[Goal of the exercise]
Begin at the line that contains "# test: point out the window" and stop after the last of the entries, reproducing those lines with the requests included and every point coordinate in the answers offset by adding 79. Leave the coordinates in the requests and their format samples as they are, and omit the pictures from your answer.

>> start Given records

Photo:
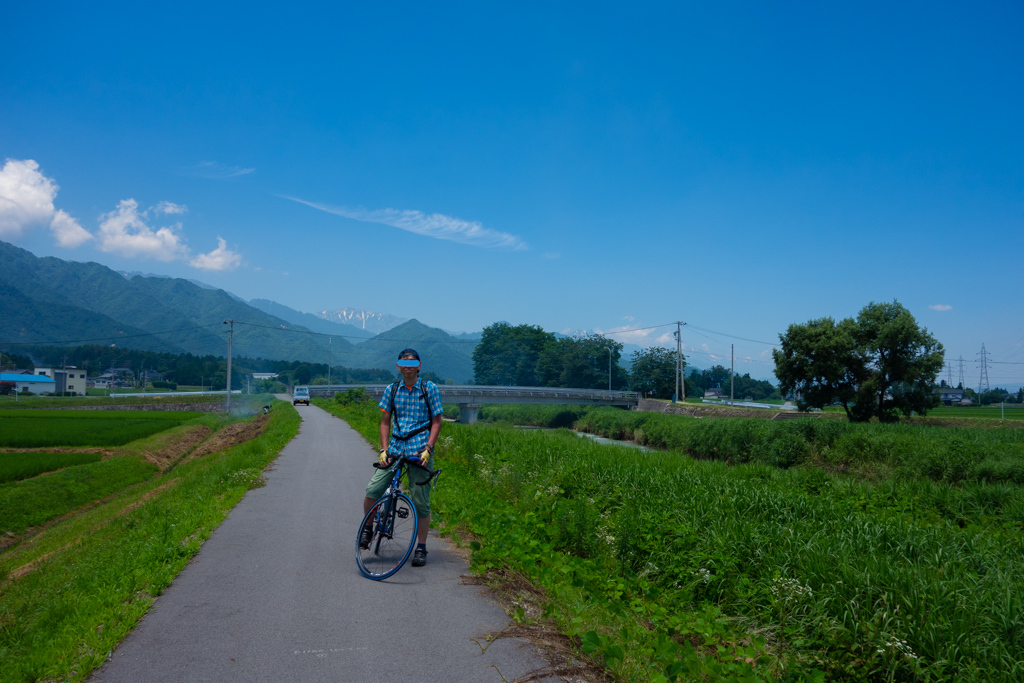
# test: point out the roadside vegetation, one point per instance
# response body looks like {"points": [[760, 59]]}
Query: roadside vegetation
{"points": [[868, 556], [89, 542]]}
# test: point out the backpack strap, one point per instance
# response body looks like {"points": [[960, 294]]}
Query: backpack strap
{"points": [[418, 430]]}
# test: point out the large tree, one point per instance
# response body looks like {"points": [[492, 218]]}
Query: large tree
{"points": [[653, 372], [582, 363], [507, 355], [881, 365], [903, 363], [819, 364]]}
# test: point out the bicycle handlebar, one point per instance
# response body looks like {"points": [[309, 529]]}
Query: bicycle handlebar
{"points": [[406, 460]]}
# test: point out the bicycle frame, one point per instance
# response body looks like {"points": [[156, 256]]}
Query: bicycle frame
{"points": [[387, 553]]}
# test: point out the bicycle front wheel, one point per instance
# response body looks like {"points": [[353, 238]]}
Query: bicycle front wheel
{"points": [[393, 521]]}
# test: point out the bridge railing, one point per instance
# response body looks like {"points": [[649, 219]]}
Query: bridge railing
{"points": [[480, 391]]}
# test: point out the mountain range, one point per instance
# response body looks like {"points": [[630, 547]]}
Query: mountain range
{"points": [[49, 301]]}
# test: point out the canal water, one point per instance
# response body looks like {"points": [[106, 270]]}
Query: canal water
{"points": [[595, 438]]}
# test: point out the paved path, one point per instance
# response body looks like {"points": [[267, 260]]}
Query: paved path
{"points": [[274, 594]]}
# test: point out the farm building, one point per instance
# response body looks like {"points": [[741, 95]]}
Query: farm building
{"points": [[30, 383], [68, 380]]}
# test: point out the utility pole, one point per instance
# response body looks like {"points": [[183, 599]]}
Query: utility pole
{"points": [[680, 377], [732, 372], [983, 380], [230, 335]]}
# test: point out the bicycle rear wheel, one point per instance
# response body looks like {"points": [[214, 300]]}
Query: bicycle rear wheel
{"points": [[394, 523]]}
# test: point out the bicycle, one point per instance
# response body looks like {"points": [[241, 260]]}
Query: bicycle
{"points": [[394, 523]]}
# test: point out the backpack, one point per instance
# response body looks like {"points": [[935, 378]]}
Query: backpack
{"points": [[418, 430]]}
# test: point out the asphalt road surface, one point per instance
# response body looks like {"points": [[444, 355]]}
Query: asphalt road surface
{"points": [[274, 594]]}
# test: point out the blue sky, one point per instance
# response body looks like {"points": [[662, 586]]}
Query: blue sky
{"points": [[738, 166]]}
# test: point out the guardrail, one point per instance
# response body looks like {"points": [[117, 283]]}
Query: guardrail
{"points": [[469, 397]]}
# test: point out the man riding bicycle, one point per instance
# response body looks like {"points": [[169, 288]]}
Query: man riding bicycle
{"points": [[415, 406]]}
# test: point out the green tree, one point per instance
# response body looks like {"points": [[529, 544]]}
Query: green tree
{"points": [[903, 361], [508, 355], [881, 365], [820, 364], [582, 363], [653, 372]]}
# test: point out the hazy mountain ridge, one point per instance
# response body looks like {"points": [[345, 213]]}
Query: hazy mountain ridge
{"points": [[364, 319], [311, 322], [51, 301], [69, 301]]}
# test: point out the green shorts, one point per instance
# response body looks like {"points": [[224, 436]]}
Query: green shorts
{"points": [[420, 495]]}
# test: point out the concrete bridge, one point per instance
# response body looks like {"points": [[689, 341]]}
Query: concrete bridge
{"points": [[470, 397]]}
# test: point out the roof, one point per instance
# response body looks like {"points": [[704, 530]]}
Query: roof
{"points": [[11, 377]]}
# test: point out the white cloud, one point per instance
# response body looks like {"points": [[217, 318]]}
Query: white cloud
{"points": [[434, 225], [220, 258], [170, 207], [67, 231], [124, 230], [27, 201]]}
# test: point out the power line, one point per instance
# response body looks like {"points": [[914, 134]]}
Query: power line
{"points": [[85, 341]]}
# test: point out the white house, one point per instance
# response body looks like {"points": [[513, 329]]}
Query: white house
{"points": [[31, 383], [67, 380]]}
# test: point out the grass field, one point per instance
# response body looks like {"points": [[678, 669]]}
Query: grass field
{"points": [[666, 567], [42, 429], [103, 540], [15, 466], [1009, 412], [35, 501]]}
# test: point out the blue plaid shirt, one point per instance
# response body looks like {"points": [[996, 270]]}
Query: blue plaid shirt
{"points": [[412, 414]]}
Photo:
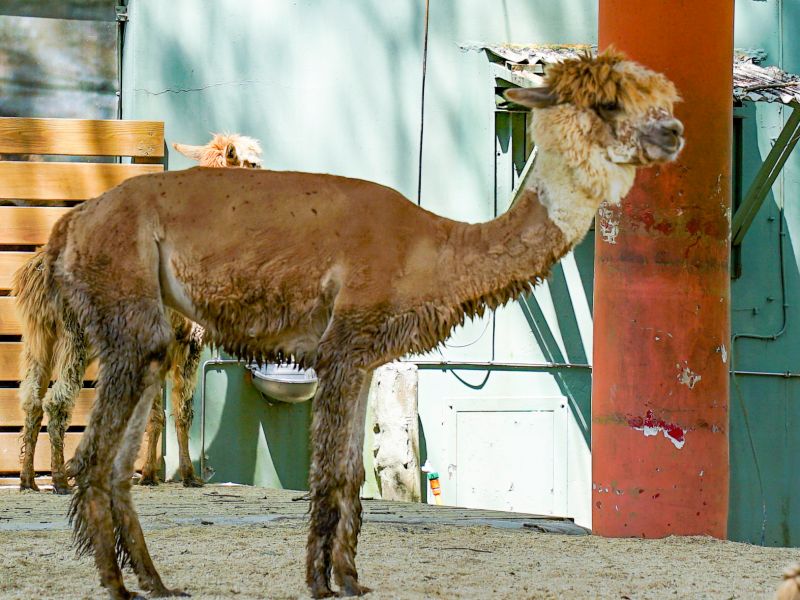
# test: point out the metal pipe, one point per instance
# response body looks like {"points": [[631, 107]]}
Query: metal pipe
{"points": [[214, 361], [450, 365]]}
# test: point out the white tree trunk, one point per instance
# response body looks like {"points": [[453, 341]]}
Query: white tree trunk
{"points": [[393, 403]]}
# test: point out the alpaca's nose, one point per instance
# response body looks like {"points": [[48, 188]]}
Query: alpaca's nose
{"points": [[672, 127], [667, 133]]}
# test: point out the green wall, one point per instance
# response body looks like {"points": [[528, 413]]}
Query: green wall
{"points": [[765, 411], [335, 86]]}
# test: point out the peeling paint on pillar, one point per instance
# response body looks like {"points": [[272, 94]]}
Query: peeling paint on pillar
{"points": [[659, 401]]}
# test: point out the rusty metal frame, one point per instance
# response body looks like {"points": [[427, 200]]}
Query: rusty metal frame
{"points": [[766, 176]]}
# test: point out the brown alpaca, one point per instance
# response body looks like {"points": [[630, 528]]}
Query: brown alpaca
{"points": [[54, 342], [340, 274]]}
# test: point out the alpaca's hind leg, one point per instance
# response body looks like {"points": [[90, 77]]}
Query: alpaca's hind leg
{"points": [[155, 427], [184, 379], [130, 540], [337, 472], [36, 367], [70, 362]]}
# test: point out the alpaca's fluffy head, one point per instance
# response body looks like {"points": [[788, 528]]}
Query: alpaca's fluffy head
{"points": [[225, 150], [605, 103]]}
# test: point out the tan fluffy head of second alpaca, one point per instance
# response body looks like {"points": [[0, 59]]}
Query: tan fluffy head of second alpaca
{"points": [[597, 119], [225, 150]]}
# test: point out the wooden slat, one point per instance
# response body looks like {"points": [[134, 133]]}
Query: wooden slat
{"points": [[81, 137], [9, 322], [64, 181], [9, 263], [9, 451], [11, 414], [28, 225], [9, 363]]}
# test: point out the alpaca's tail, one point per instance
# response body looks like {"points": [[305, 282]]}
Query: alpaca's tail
{"points": [[790, 588], [38, 302]]}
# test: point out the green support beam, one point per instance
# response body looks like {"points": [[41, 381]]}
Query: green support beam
{"points": [[788, 138]]}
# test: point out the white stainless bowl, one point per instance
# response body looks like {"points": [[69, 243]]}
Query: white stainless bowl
{"points": [[286, 383]]}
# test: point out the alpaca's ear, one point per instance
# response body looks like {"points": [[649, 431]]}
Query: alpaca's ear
{"points": [[538, 97], [230, 154], [193, 152]]}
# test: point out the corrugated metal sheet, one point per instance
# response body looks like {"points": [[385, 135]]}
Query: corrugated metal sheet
{"points": [[751, 80]]}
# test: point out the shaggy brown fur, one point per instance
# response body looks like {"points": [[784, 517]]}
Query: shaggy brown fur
{"points": [[339, 274], [55, 342]]}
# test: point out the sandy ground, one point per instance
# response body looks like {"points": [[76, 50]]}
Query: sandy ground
{"points": [[237, 542]]}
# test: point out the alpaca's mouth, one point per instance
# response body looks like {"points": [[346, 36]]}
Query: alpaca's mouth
{"points": [[664, 141]]}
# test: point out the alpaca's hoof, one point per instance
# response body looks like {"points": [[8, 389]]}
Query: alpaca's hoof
{"points": [[167, 593], [28, 485], [351, 587], [193, 481], [62, 489], [150, 480]]}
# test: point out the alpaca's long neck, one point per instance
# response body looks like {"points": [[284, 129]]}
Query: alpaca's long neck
{"points": [[498, 259]]}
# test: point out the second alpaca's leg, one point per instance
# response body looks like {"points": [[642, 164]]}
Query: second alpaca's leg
{"points": [[71, 359], [36, 364], [155, 427], [185, 360], [101, 510]]}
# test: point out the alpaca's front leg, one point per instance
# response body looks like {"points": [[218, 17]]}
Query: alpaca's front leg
{"points": [[337, 472], [155, 427]]}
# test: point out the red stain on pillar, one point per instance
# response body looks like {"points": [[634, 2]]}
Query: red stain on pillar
{"points": [[661, 308]]}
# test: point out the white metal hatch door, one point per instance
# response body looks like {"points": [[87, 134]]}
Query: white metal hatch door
{"points": [[507, 454]]}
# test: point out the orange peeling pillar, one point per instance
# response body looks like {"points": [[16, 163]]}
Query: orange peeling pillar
{"points": [[662, 292]]}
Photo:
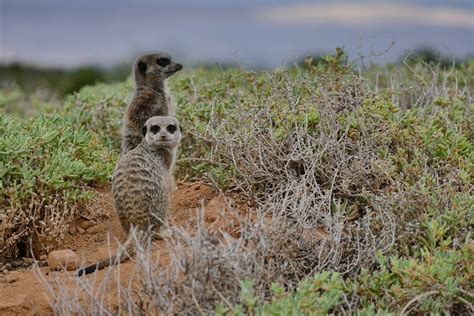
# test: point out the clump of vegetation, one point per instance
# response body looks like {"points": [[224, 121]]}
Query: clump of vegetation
{"points": [[361, 181], [46, 164]]}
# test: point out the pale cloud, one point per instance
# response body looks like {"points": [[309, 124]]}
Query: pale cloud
{"points": [[367, 14]]}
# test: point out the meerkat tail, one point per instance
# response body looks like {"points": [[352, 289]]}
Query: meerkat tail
{"points": [[125, 252]]}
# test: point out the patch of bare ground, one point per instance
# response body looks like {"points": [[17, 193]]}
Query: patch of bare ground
{"points": [[26, 291]]}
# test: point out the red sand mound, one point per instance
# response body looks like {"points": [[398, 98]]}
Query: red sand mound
{"points": [[21, 292]]}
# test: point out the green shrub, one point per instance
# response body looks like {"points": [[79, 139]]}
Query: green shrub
{"points": [[47, 163]]}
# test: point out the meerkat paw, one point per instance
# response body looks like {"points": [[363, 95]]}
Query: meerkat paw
{"points": [[164, 233]]}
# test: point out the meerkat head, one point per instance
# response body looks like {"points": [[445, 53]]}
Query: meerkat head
{"points": [[153, 68], [162, 132]]}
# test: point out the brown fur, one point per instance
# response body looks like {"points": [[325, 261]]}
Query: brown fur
{"points": [[151, 96], [142, 185]]}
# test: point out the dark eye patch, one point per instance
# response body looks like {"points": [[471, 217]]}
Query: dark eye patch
{"points": [[154, 129], [163, 62], [171, 128], [142, 67]]}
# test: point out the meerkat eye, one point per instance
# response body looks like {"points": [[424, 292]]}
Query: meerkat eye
{"points": [[163, 62], [154, 129], [171, 128]]}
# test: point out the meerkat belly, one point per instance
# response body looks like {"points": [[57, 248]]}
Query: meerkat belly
{"points": [[141, 194]]}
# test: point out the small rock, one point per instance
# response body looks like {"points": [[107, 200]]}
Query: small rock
{"points": [[28, 261], [85, 224], [16, 264], [95, 229], [72, 230], [60, 259], [12, 277]]}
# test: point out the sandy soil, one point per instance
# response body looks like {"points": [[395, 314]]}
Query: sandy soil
{"points": [[21, 291]]}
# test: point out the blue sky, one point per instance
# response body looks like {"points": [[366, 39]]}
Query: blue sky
{"points": [[251, 33]]}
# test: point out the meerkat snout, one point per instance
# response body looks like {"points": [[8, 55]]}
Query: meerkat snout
{"points": [[162, 131], [151, 66]]}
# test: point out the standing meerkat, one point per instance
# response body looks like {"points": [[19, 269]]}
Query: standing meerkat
{"points": [[142, 183], [151, 98]]}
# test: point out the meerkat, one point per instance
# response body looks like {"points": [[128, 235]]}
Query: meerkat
{"points": [[142, 183], [151, 98]]}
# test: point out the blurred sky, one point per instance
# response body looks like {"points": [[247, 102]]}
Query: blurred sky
{"points": [[253, 33]]}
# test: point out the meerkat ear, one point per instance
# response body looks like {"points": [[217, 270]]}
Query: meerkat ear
{"points": [[142, 67]]}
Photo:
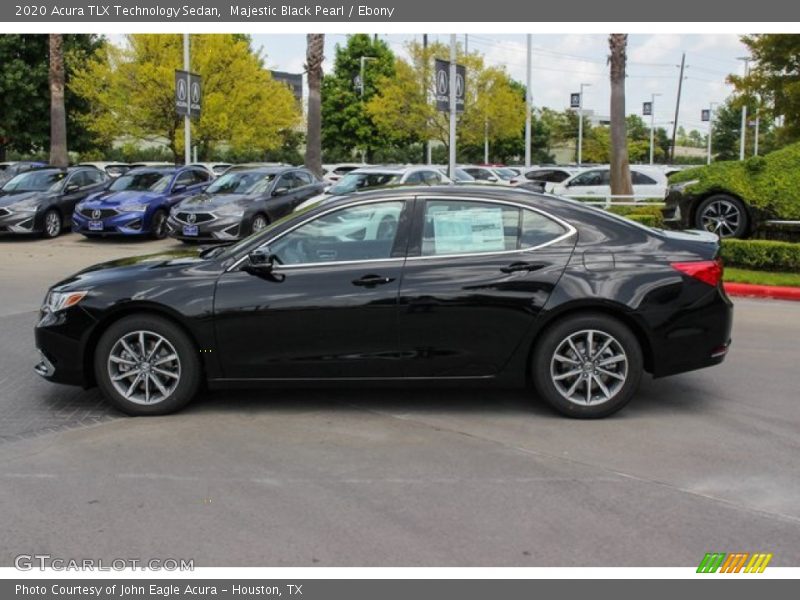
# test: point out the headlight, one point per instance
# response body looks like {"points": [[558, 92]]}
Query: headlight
{"points": [[682, 185], [230, 210], [29, 205], [132, 207], [57, 301]]}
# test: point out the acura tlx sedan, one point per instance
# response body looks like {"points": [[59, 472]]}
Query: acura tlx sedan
{"points": [[420, 285]]}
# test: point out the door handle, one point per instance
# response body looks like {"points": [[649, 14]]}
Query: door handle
{"points": [[372, 280], [521, 266]]}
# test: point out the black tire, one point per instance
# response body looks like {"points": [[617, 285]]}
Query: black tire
{"points": [[189, 368], [52, 224], [258, 223], [724, 215], [158, 225], [545, 366]]}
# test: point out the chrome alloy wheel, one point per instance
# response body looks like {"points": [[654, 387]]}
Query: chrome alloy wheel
{"points": [[589, 367], [144, 367], [721, 217]]}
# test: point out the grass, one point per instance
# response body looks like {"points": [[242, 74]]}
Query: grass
{"points": [[734, 275]]}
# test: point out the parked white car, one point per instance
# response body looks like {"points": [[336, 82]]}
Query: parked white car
{"points": [[595, 183], [110, 168], [333, 173], [373, 177], [498, 175]]}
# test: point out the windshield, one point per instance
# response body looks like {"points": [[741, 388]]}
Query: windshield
{"points": [[241, 182], [149, 181], [359, 181], [505, 174], [35, 181]]}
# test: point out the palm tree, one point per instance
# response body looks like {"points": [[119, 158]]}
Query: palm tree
{"points": [[58, 116], [315, 46], [620, 169]]}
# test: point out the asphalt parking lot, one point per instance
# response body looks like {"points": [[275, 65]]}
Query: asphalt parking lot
{"points": [[705, 461]]}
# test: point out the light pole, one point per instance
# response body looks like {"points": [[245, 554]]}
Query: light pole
{"points": [[528, 102], [364, 59], [580, 124], [652, 124], [743, 134], [710, 129], [187, 126]]}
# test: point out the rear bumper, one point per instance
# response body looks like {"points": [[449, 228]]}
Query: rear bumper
{"points": [[694, 338]]}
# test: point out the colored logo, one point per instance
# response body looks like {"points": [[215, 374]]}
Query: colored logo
{"points": [[737, 562]]}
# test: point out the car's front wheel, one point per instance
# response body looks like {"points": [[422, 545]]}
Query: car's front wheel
{"points": [[146, 365], [724, 215], [52, 224], [587, 366]]}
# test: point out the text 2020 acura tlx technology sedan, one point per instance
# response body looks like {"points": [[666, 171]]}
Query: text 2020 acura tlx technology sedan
{"points": [[407, 285]]}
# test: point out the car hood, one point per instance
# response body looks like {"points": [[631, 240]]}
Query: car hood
{"points": [[133, 268], [110, 199], [206, 202], [14, 197]]}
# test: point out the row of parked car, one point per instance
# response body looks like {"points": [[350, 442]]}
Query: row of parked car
{"points": [[224, 202]]}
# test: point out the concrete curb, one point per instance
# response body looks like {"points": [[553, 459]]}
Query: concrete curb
{"points": [[776, 292]]}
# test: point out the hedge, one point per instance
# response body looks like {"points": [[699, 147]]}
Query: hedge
{"points": [[761, 255], [770, 183]]}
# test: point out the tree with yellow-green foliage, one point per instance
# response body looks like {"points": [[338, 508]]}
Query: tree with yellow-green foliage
{"points": [[403, 107], [131, 91]]}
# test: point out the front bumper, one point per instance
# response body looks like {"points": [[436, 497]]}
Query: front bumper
{"points": [[122, 223], [19, 221], [61, 339], [677, 211], [219, 228]]}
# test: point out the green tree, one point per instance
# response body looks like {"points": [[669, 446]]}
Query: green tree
{"points": [[131, 92], [25, 95], [347, 127], [773, 82], [403, 111]]}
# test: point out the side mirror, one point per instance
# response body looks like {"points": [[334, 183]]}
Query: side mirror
{"points": [[260, 262]]}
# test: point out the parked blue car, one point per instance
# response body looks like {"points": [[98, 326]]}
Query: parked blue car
{"points": [[138, 202]]}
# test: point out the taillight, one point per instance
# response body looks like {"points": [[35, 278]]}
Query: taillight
{"points": [[707, 271]]}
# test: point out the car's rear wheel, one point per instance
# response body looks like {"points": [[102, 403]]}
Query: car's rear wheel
{"points": [[724, 215], [158, 225], [146, 365], [587, 366], [259, 222], [52, 224]]}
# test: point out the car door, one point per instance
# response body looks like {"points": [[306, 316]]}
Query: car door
{"points": [[329, 308], [477, 275], [587, 184], [645, 186], [76, 187]]}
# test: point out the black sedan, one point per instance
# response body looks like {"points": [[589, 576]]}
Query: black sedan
{"points": [[241, 202], [42, 200], [441, 285]]}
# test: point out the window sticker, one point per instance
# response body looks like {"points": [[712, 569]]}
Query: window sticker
{"points": [[472, 230]]}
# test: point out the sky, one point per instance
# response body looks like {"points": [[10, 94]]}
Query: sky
{"points": [[562, 62]]}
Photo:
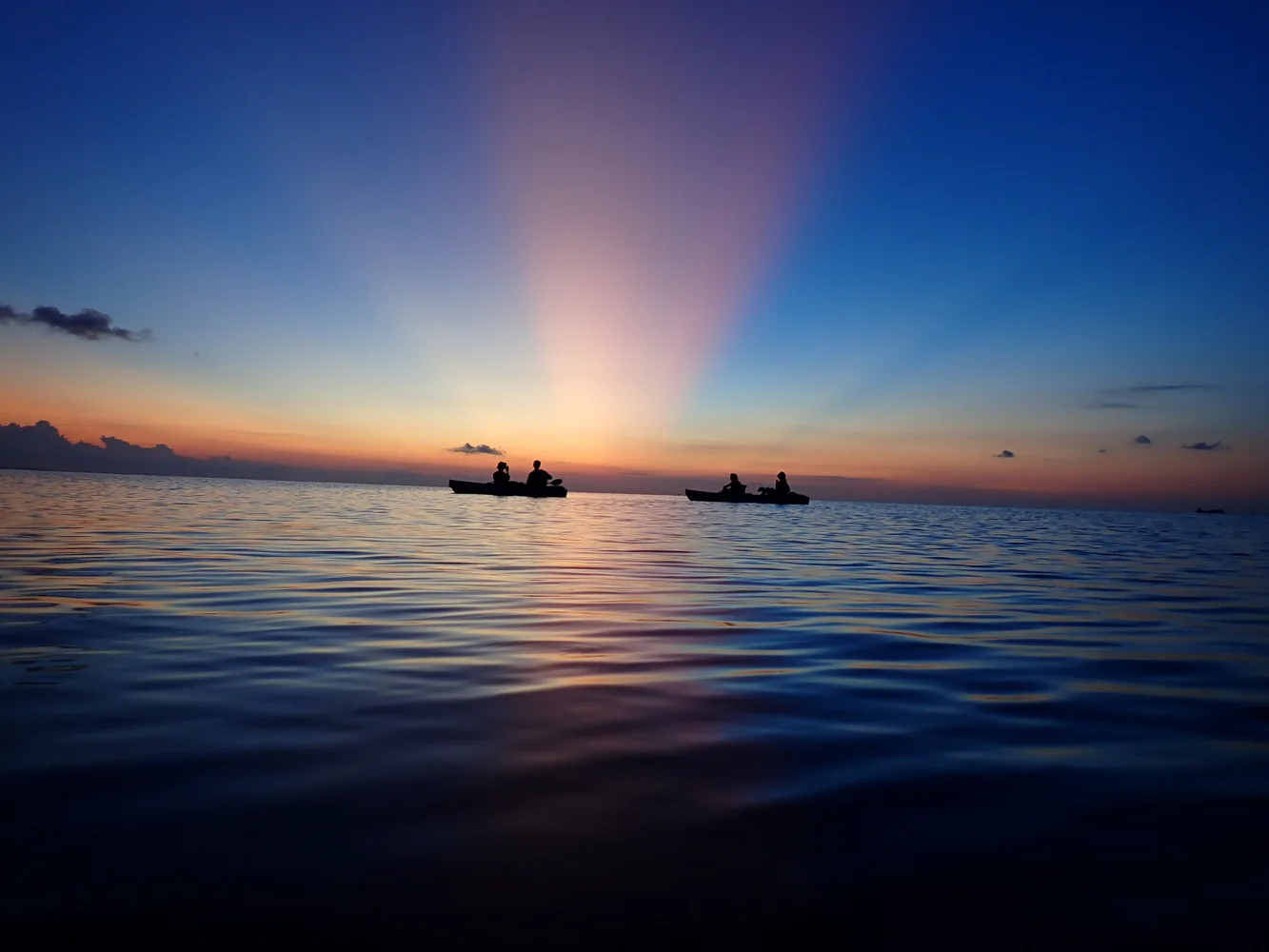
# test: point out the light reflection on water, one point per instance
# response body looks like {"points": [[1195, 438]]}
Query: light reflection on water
{"points": [[217, 687]]}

>> end Given records

[Response to the task]
# test: point out the window sticker, one point per instance
# response body looks like {"points": [[712, 569]]}
Query: window sticker
{"points": [[551, 309]]}
# test: point out the sky, one point per instance
# response body looks like {"points": [[10, 94]]}
Query: sky
{"points": [[641, 141]]}
Photo:
# test: point out the light reflection on water, one point per instance
# response body looks like {"points": [[1195, 438]]}
Query: light reflection on water
{"points": [[296, 766]]}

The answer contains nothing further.